Work to complete. Starting at the line that holds "box: [43, 100, 197, 284]" and stopping at the line that holds "103H179L167 106ZM160 112L123", restate the records below word for word, with both of those lines included.

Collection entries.
☆ ☆ ☆ ☆
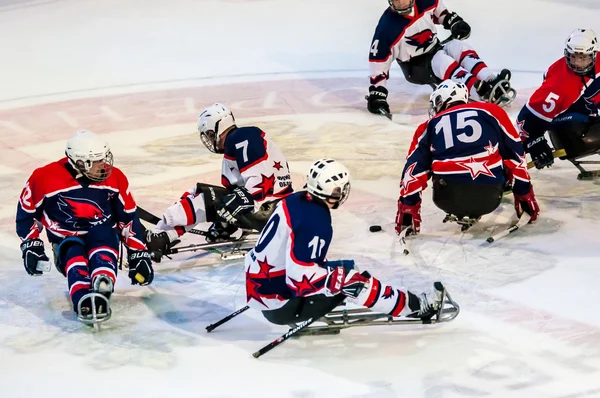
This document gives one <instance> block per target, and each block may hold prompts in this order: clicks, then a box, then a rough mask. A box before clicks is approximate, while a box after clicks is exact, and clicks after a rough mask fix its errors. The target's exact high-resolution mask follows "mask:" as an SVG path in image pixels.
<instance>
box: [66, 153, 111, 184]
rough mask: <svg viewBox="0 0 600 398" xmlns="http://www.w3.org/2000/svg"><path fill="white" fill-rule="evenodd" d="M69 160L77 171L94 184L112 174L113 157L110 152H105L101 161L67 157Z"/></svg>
mask: <svg viewBox="0 0 600 398" xmlns="http://www.w3.org/2000/svg"><path fill="white" fill-rule="evenodd" d="M69 160H70V161H71V164H73V165H74V166H75V168H76V169H77V171H79V172H80V173H81V174H83V175H84V176H86V177H87V178H88V179H90V180H91V181H94V182H102V181H104V180H106V179H107V178H108V177H109V176H110V175H111V174H112V169H113V155H112V152H111V151H110V150H109V151H108V152H106V154H105V155H104V158H103V159H72V158H71V157H69Z"/></svg>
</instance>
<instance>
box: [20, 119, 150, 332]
mask: <svg viewBox="0 0 600 398" xmlns="http://www.w3.org/2000/svg"><path fill="white" fill-rule="evenodd" d="M65 153H66V157H64V158H62V159H60V160H58V161H56V162H52V163H50V164H48V165H46V166H43V167H41V168H38V169H36V170H35V171H34V172H33V174H32V175H31V177H29V180H28V181H27V184H26V185H25V188H24V189H23V191H22V193H21V197H20V199H19V204H18V208H17V218H16V224H17V235H18V236H19V237H20V238H21V241H22V243H21V251H22V253H23V262H24V264H25V270H26V271H27V273H29V274H30V275H41V274H42V272H41V271H39V270H38V269H37V268H38V262H40V261H47V260H48V257H47V256H46V254H45V250H44V243H43V241H42V240H41V239H40V233H41V231H42V229H43V227H46V233H47V236H48V240H49V241H50V243H51V244H52V249H53V252H54V260H55V265H56V269H57V270H58V271H59V272H60V273H62V274H63V275H64V276H66V277H67V282H68V285H69V295H70V297H71V300H72V302H73V308H74V310H75V311H76V312H77V314H78V318H79V319H80V320H81V321H82V322H84V323H96V322H97V321H99V320H100V321H102V320H107V319H108V318H110V314H111V311H110V305H109V299H110V296H111V294H112V293H113V290H114V288H113V286H114V284H115V281H116V278H117V257H118V253H119V239H121V240H122V241H123V242H124V243H125V246H126V247H127V249H128V260H129V277H130V278H131V282H132V284H138V283H139V284H140V285H148V284H150V283H151V282H152V279H153V278H154V271H153V269H152V262H151V260H150V254H149V253H148V251H147V250H146V246H145V244H144V242H143V241H142V240H140V237H141V236H142V229H141V224H140V221H139V219H138V217H137V213H136V203H135V201H134V199H133V196H131V193H130V192H129V182H128V181H127V177H125V175H124V174H123V172H122V171H121V170H119V169H118V168H116V167H114V166H113V156H112V153H111V151H110V148H109V146H108V144H107V143H106V142H105V141H104V140H103V139H102V138H100V137H99V136H97V135H96V134H94V133H92V132H90V131H86V130H83V131H79V132H77V133H76V134H75V135H74V136H73V137H72V138H71V139H70V140H69V141H68V142H67V145H66V151H65Z"/></svg>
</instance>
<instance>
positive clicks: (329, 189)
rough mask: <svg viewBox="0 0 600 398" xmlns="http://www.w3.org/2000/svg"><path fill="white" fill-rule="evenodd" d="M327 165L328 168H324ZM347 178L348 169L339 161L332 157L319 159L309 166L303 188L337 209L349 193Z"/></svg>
mask: <svg viewBox="0 0 600 398" xmlns="http://www.w3.org/2000/svg"><path fill="white" fill-rule="evenodd" d="M327 167H329V170H325V169H326V168H327ZM349 178H350V177H349V172H348V170H347V169H346V168H345V167H344V166H343V165H342V164H341V163H337V162H335V161H334V160H333V159H320V160H317V161H316V162H315V163H314V164H313V165H312V167H311V168H310V170H309V172H308V175H307V183H306V186H305V188H306V189H307V191H308V192H310V193H311V194H312V195H314V196H315V197H317V198H319V199H322V200H323V201H325V202H327V203H328V204H330V205H332V209H337V208H338V207H340V205H341V204H343V203H344V202H345V201H346V199H348V196H349V195H350V181H349ZM342 184H343V185H342Z"/></svg>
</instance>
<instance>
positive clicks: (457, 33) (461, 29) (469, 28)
mask: <svg viewBox="0 0 600 398" xmlns="http://www.w3.org/2000/svg"><path fill="white" fill-rule="evenodd" d="M442 25H443V26H444V29H448V30H449V31H450V32H451V33H452V36H454V37H455V38H456V39H458V40H465V39H467V38H468V37H469V36H471V27H470V26H469V24H468V23H466V22H465V21H464V20H463V19H462V18H461V17H459V16H458V14H457V13H455V12H453V13H450V14H448V15H446V18H444V22H443V24H442Z"/></svg>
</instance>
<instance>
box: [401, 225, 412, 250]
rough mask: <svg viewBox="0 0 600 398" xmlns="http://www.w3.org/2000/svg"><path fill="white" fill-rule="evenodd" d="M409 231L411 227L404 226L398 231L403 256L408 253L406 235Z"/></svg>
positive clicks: (407, 233) (408, 233) (408, 247)
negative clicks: (398, 232) (403, 228)
mask: <svg viewBox="0 0 600 398" xmlns="http://www.w3.org/2000/svg"><path fill="white" fill-rule="evenodd" d="M411 232H412V227H408V228H404V229H403V230H402V231H400V236H399V237H398V239H399V241H400V246H401V247H402V253H404V255H405V256H408V254H409V253H410V246H409V245H408V243H407V242H406V237H407V236H408V235H409V234H410V233H411Z"/></svg>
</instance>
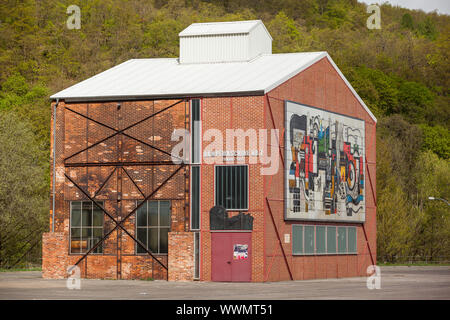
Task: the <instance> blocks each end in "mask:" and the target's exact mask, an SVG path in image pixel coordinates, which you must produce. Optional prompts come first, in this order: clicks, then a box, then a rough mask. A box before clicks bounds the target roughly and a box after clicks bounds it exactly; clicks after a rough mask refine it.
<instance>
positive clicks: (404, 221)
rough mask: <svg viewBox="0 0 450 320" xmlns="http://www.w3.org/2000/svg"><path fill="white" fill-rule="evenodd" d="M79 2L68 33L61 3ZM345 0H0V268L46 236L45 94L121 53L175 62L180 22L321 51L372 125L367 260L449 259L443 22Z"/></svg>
mask: <svg viewBox="0 0 450 320" xmlns="http://www.w3.org/2000/svg"><path fill="white" fill-rule="evenodd" d="M71 4H76V5H78V6H79V7H80V8H81V29H80V30H69V29H68V28H67V27H66V21H67V18H68V17H69V15H68V14H67V13H66V10H67V7H68V6H69V5H71ZM369 15H370V14H368V13H366V5H364V4H361V3H358V2H357V1H356V0H341V1H337V0H304V1H297V0H255V1H244V0H228V1H216V0H210V1H200V0H172V1H169V2H168V3H167V2H165V1H160V0H153V1H144V0H83V1H80V0H69V1H58V0H53V1H52V0H23V1H18V0H3V1H2V3H1V4H0V87H1V91H0V177H1V179H0V267H2V266H15V267H17V266H20V265H23V264H24V263H25V262H36V261H39V257H40V250H41V249H40V239H41V235H42V232H44V231H46V230H48V210H49V194H50V189H49V184H50V181H49V179H50V178H49V144H50V139H49V137H50V101H49V96H50V95H51V94H53V93H55V92H57V91H59V90H61V89H63V88H66V87H68V86H70V85H72V84H75V83H77V82H79V81H80V80H83V79H86V78H88V77H90V76H92V75H94V74H96V73H99V72H101V71H103V70H106V69H108V68H110V67H112V66H114V65H117V64H119V63H121V62H123V61H126V60H128V59H131V58H152V57H177V56H178V33H179V32H180V31H181V30H183V29H184V28H185V27H187V26H188V25H189V24H191V23H193V22H208V21H229V20H249V19H262V20H263V22H264V23H265V25H266V26H267V28H268V30H269V32H270V33H271V35H272V37H273V39H274V42H273V51H274V52H275V53H276V52H299V51H328V52H329V53H330V55H331V57H332V58H333V59H334V61H335V62H336V64H337V65H338V66H339V67H340V68H341V70H342V72H343V73H344V74H345V76H346V77H347V79H348V80H349V81H350V82H351V83H352V85H353V86H354V88H355V89H356V91H357V92H358V93H359V95H360V96H361V97H362V98H363V100H364V101H365V102H366V104H367V105H368V106H369V108H370V109H371V110H372V111H373V113H374V114H375V115H376V116H377V118H378V131H377V132H378V134H377V208H378V209H377V213H378V217H377V219H378V248H377V249H378V257H379V261H388V262H400V261H405V260H407V259H408V258H406V257H407V256H419V257H421V258H423V260H425V259H427V260H430V258H431V259H433V260H436V259H442V258H443V257H447V260H449V256H450V218H449V209H448V206H446V205H445V204H444V203H443V202H439V201H429V200H427V198H428V196H435V197H442V198H446V199H449V198H450V170H449V163H450V162H449V161H450V159H449V158H450V132H449V128H450V121H449V114H450V112H449V111H450V108H449V89H450V85H449V84H450V83H449V81H450V76H449V73H450V64H449V52H450V17H449V16H448V15H438V14H436V13H429V14H426V13H424V12H422V11H411V10H407V9H403V8H398V7H392V6H390V5H383V6H381V29H380V30H375V29H374V30H369V29H368V28H367V27H366V20H367V18H368V17H369Z"/></svg>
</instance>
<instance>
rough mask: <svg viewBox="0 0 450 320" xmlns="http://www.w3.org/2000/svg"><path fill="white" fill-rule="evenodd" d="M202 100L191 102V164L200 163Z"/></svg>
mask: <svg viewBox="0 0 450 320" xmlns="http://www.w3.org/2000/svg"><path fill="white" fill-rule="evenodd" d="M200 121H201V120H200V100H199V99H193V100H191V157H192V161H191V163H200V156H201V122H200Z"/></svg>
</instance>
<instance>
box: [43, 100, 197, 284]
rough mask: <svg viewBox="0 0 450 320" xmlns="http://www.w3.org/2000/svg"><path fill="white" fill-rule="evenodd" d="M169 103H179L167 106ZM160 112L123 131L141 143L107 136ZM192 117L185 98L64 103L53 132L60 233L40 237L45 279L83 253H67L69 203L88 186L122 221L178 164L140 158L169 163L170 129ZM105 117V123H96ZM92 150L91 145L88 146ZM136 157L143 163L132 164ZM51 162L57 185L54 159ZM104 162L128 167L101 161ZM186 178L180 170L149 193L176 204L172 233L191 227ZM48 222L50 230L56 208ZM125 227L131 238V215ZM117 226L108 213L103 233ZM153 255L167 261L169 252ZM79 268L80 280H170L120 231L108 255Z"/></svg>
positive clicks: (43, 269) (137, 161)
mask: <svg viewBox="0 0 450 320" xmlns="http://www.w3.org/2000/svg"><path fill="white" fill-rule="evenodd" d="M178 102H179V103H178ZM53 105H54V104H52V110H53ZM171 105H174V106H173V107H171V108H170V109H167V110H165V111H163V110H164V109H166V108H168V107H169V106H171ZM160 111H161V112H160ZM52 112H53V111H52ZM157 112H160V113H158V114H157V115H156V116H154V117H151V118H148V119H147V120H145V121H142V122H140V123H139V124H138V125H136V126H134V127H132V128H130V129H127V130H126V131H124V132H125V133H126V134H127V135H129V136H132V137H135V138H137V139H139V140H141V141H142V142H144V143H141V142H139V141H136V140H134V139H132V138H130V137H127V136H124V135H121V134H116V135H114V136H112V137H110V138H108V136H110V135H112V134H114V132H115V131H114V130H113V129H115V130H121V129H124V128H127V127H129V126H131V125H132V124H134V123H136V122H138V121H141V120H142V119H145V118H147V117H149V116H150V115H152V114H155V113H157ZM83 116H85V117H83ZM86 117H89V118H92V119H93V120H89V119H86ZM188 120H189V107H188V103H187V102H185V101H181V102H180V100H156V101H132V102H120V106H119V105H118V103H117V102H105V103H102V102H96V103H65V102H64V101H60V103H59V105H58V108H57V111H56V133H55V134H53V130H52V134H51V142H52V151H53V141H55V153H56V158H55V163H56V165H55V171H56V176H55V178H56V183H55V190H56V193H55V205H56V206H55V212H54V215H55V219H54V226H55V233H48V234H45V235H44V238H43V275H44V277H65V276H66V274H65V273H66V267H67V266H68V265H71V264H74V263H75V262H76V261H78V259H79V258H80V257H81V255H79V254H70V255H69V235H70V201H73V200H88V197H87V196H86V195H85V194H84V193H83V191H82V190H84V192H86V193H87V194H88V195H89V196H90V197H94V199H95V200H97V201H103V203H104V208H105V209H106V211H107V212H108V213H109V214H110V215H111V216H112V217H113V218H114V219H116V220H117V221H121V220H122V219H125V217H126V216H127V215H128V213H129V212H131V211H132V210H133V209H134V208H135V207H136V205H137V203H140V202H141V201H142V200H143V199H144V196H148V195H149V194H151V193H152V192H153V191H154V190H155V189H156V188H158V187H159V186H160V185H161V184H162V183H163V182H164V180H166V179H167V178H168V177H169V176H170V175H171V174H172V173H173V172H175V170H176V169H178V166H175V165H158V166H152V165H143V164H142V163H143V162H147V163H148V162H151V161H152V162H164V161H169V160H171V158H170V152H171V150H172V148H173V146H174V145H175V144H177V143H178V142H177V141H171V135H172V132H173V129H174V128H180V129H184V128H187V129H189V121H188ZM100 122H101V123H103V124H105V125H106V126H104V125H101V124H99V123H100ZM52 127H53V117H52ZM145 143H147V144H150V145H152V146H154V148H152V147H150V146H148V145H146V144H145ZM87 147H89V149H87V150H84V151H83V149H85V148H87ZM158 149H159V150H158ZM160 150H164V151H166V152H168V153H169V155H168V154H165V153H163V152H161V151H160ZM136 162H140V163H141V164H139V165H133V163H136ZM51 163H52V170H51V174H52V177H51V178H52V180H51V181H52V184H53V157H52V159H51ZM100 163H103V164H104V163H109V164H110V163H125V165H123V167H120V166H119V167H116V166H114V165H108V166H98V165H97V164H100ZM65 174H67V175H68V176H69V177H70V178H71V179H72V180H73V181H74V183H72V182H70V181H69V179H68V178H66V177H65ZM188 178H189V172H188V168H186V167H185V168H181V169H180V170H179V171H178V173H176V174H175V175H174V176H173V178H172V179H171V180H169V181H168V182H167V183H166V184H165V185H164V186H163V187H162V188H160V189H159V191H157V192H156V193H155V194H154V195H153V196H152V197H151V200H160V199H161V200H170V201H171V206H172V215H171V230H172V231H184V230H187V229H188V228H189V218H188V217H189V216H188V214H189V212H188V211H187V209H188V199H189V195H188V193H187V192H186V185H187V181H188ZM75 184H76V185H75ZM77 185H78V186H77ZM81 189H82V190H81ZM50 201H51V202H52V199H50ZM50 207H52V206H50ZM49 222H50V230H51V226H52V212H50V221H49ZM123 226H124V227H125V229H126V230H127V231H128V232H129V233H130V234H131V235H132V236H136V232H135V215H134V214H133V215H131V216H130V217H129V218H128V219H127V220H126V221H125V222H124V223H123ZM114 227H115V223H114V221H113V220H112V219H111V218H109V217H108V216H107V215H104V234H105V233H107V232H109V231H110V230H112V229H113V228H114ZM156 256H157V259H158V260H160V261H161V262H162V263H163V264H165V265H167V254H161V255H156ZM63 262H64V263H63ZM79 267H80V269H81V275H82V277H88V278H112V279H138V278H154V279H166V278H167V271H166V270H165V269H164V268H163V267H162V266H161V265H160V264H159V263H158V262H157V261H155V260H154V259H153V258H151V257H150V256H149V255H147V254H145V255H136V250H135V242H134V241H133V239H132V238H131V237H129V236H128V235H127V234H126V233H125V232H124V231H122V230H115V231H114V232H112V234H111V235H110V236H109V237H108V238H107V239H106V240H105V241H104V243H103V254H95V255H94V254H90V255H89V256H88V257H87V258H86V259H84V260H83V261H81V262H80V264H79Z"/></svg>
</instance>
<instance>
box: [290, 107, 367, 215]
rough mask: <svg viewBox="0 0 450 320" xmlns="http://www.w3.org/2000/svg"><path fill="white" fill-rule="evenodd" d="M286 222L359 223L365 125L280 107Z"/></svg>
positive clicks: (322, 112)
mask: <svg viewBox="0 0 450 320" xmlns="http://www.w3.org/2000/svg"><path fill="white" fill-rule="evenodd" d="M285 128H286V131H285V162H286V164H285V198H286V202H285V203H286V205H285V218H286V219H294V220H327V221H346V222H364V220H365V186H364V178H365V158H364V155H365V146H364V141H365V140H364V121H363V120H360V119H356V118H351V117H347V116H343V115H340V114H337V113H332V112H328V111H325V110H322V109H318V108H314V107H310V106H305V105H301V104H298V103H295V102H291V101H286V102H285Z"/></svg>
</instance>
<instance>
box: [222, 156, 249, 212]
mask: <svg viewBox="0 0 450 320" xmlns="http://www.w3.org/2000/svg"><path fill="white" fill-rule="evenodd" d="M217 167H246V168H247V193H246V195H247V207H246V208H230V209H228V208H225V210H226V211H248V210H249V207H250V180H249V179H250V166H249V165H248V164H236V163H234V164H216V165H214V206H216V205H217V203H216V191H217V171H216V168H217Z"/></svg>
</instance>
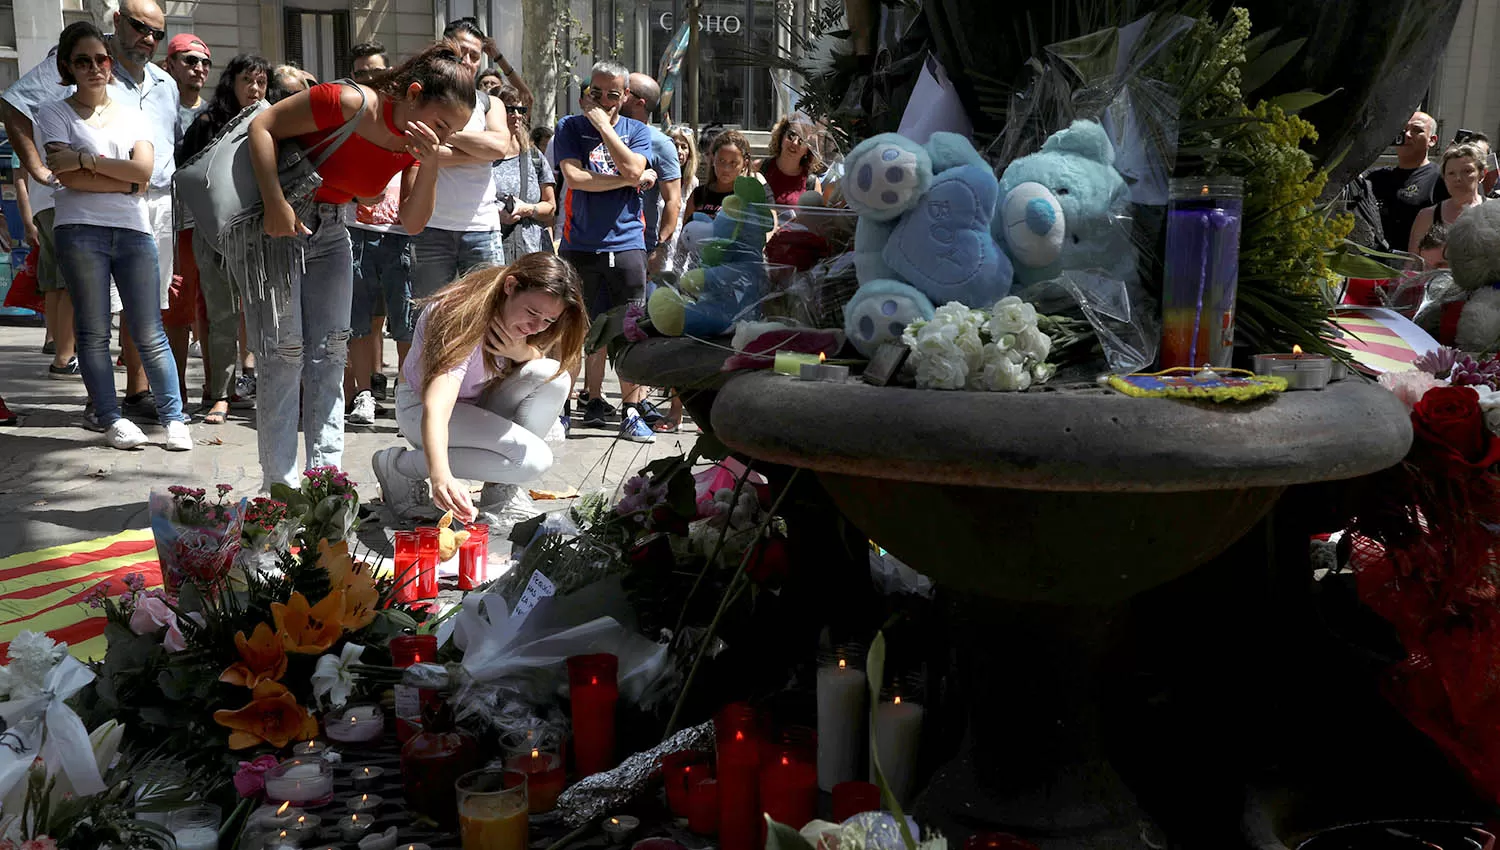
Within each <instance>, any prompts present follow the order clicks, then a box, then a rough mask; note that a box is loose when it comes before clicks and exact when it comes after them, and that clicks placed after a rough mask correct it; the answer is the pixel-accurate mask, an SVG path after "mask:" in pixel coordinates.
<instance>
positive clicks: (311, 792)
mask: <svg viewBox="0 0 1500 850" xmlns="http://www.w3.org/2000/svg"><path fill="white" fill-rule="evenodd" d="M266 799H269V801H272V802H282V801H287V802H291V804H293V805H300V807H305V808H312V807H320V805H326V804H327V802H329V801H332V799H333V766H332V765H329V763H327V762H324V760H323V759H290V760H287V762H282V763H281V765H276V766H275V768H272V769H270V771H269V772H267V774H266Z"/></svg>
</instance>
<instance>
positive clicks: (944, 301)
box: [843, 133, 1013, 357]
mask: <svg viewBox="0 0 1500 850" xmlns="http://www.w3.org/2000/svg"><path fill="white" fill-rule="evenodd" d="M844 166H846V171H844V174H846V177H844V181H843V193H844V199H846V201H847V202H849V208H852V210H853V211H856V213H859V223H858V225H856V229H855V274H856V277H858V279H859V289H858V291H856V292H855V295H853V298H852V300H850V301H849V303H847V304H846V306H844V331H846V333H847V334H849V340H850V343H853V346H855V348H856V349H858V351H859V352H861V354H864V355H865V357H870V355H873V354H874V351H876V349H877V348H879V346H880V345H882V343H886V342H891V340H898V339H900V337H901V331H903V330H904V328H906V325H907V324H910V322H912V321H916V319H930V318H932V316H933V306H935V304H945V303H948V301H959V303H963V304H968V306H971V307H981V309H983V307H990V306H992V304H995V301H999V300H1001V298H1004V297H1005V295H1007V294H1010V291H1011V277H1013V271H1011V261H1010V258H1007V256H1005V252H1004V250H1001V246H999V243H998V241H996V240H995V237H993V235H992V226H993V223H992V219H993V217H995V210H996V204H998V201H999V196H1001V187H999V181H998V180H996V177H995V172H993V171H992V169H990V166H989V163H986V162H984V159H983V157H981V156H980V154H978V153H977V151H975V150H974V145H972V144H971V142H969V139H966V138H965V136H962V135H959V133H933V136H932V139H930V141H929V142H927V144H926V145H919V144H916V142H913V141H910V139H907V138H904V136H898V135H895V133H880V135H877V136H873V138H868V139H865V141H864V142H861V144H859V145H858V147H855V148H853V150H852V151H850V153H849V157H847V159H846V160H844Z"/></svg>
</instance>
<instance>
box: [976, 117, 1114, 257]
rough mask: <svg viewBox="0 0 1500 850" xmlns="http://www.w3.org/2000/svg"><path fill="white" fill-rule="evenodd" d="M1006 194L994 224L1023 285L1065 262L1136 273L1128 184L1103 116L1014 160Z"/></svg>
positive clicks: (999, 240) (1001, 191) (1049, 138)
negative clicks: (1115, 162) (1103, 119)
mask: <svg viewBox="0 0 1500 850" xmlns="http://www.w3.org/2000/svg"><path fill="white" fill-rule="evenodd" d="M1001 198H1002V199H1001V205H999V211H998V213H996V216H995V222H993V225H992V232H993V235H995V240H996V241H998V243H1001V244H1002V246H1005V252H1007V253H1008V255H1010V258H1011V262H1013V264H1014V267H1016V282H1017V285H1020V286H1031V285H1032V283H1038V282H1043V280H1052V279H1053V277H1058V276H1059V274H1062V271H1064V270H1067V268H1074V270H1086V268H1092V270H1101V271H1104V273H1107V274H1109V276H1110V277H1115V279H1118V280H1125V282H1131V280H1134V279H1136V247H1134V243H1133V241H1131V232H1130V231H1131V228H1130V189H1128V186H1127V184H1125V178H1124V177H1121V174H1119V171H1116V169H1115V145H1113V144H1110V138H1109V135H1107V133H1106V132H1104V127H1101V126H1100V124H1098V123H1095V121H1082V120H1080V121H1073V126H1070V127H1068V129H1065V130H1059V132H1056V133H1053V135H1052V136H1050V138H1049V139H1047V141H1046V142H1044V144H1043V145H1041V150H1040V151H1037V153H1032V154H1029V156H1023V157H1020V159H1017V160H1016V162H1013V163H1010V165H1008V166H1007V168H1005V172H1004V174H1002V175H1001Z"/></svg>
☆ ☆ ☆ ☆
Output below.
box: [43, 100, 197, 284]
rough mask: <svg viewBox="0 0 450 320" xmlns="http://www.w3.org/2000/svg"><path fill="white" fill-rule="evenodd" d="M169 103H179L167 106ZM160 112L123 131L141 143L107 136ZM192 117L185 98L64 103L53 132L60 233L40 237L45 279L83 253H67L69 203L88 186L122 221L178 164L140 158L169 163L170 129ZM105 117V123H96ZM92 150L91 145L88 146ZM136 157L143 163L132 164ZM51 162L57 185L54 159ZM104 162L128 167L101 161ZM186 178L180 170L149 193L176 204L172 233L191 227ZM48 222L50 230L56 208ZM125 227L131 238V215ZM117 226L108 213L103 233ZM153 255L167 261L169 252ZM79 268L80 280H170L120 231L108 255Z"/></svg>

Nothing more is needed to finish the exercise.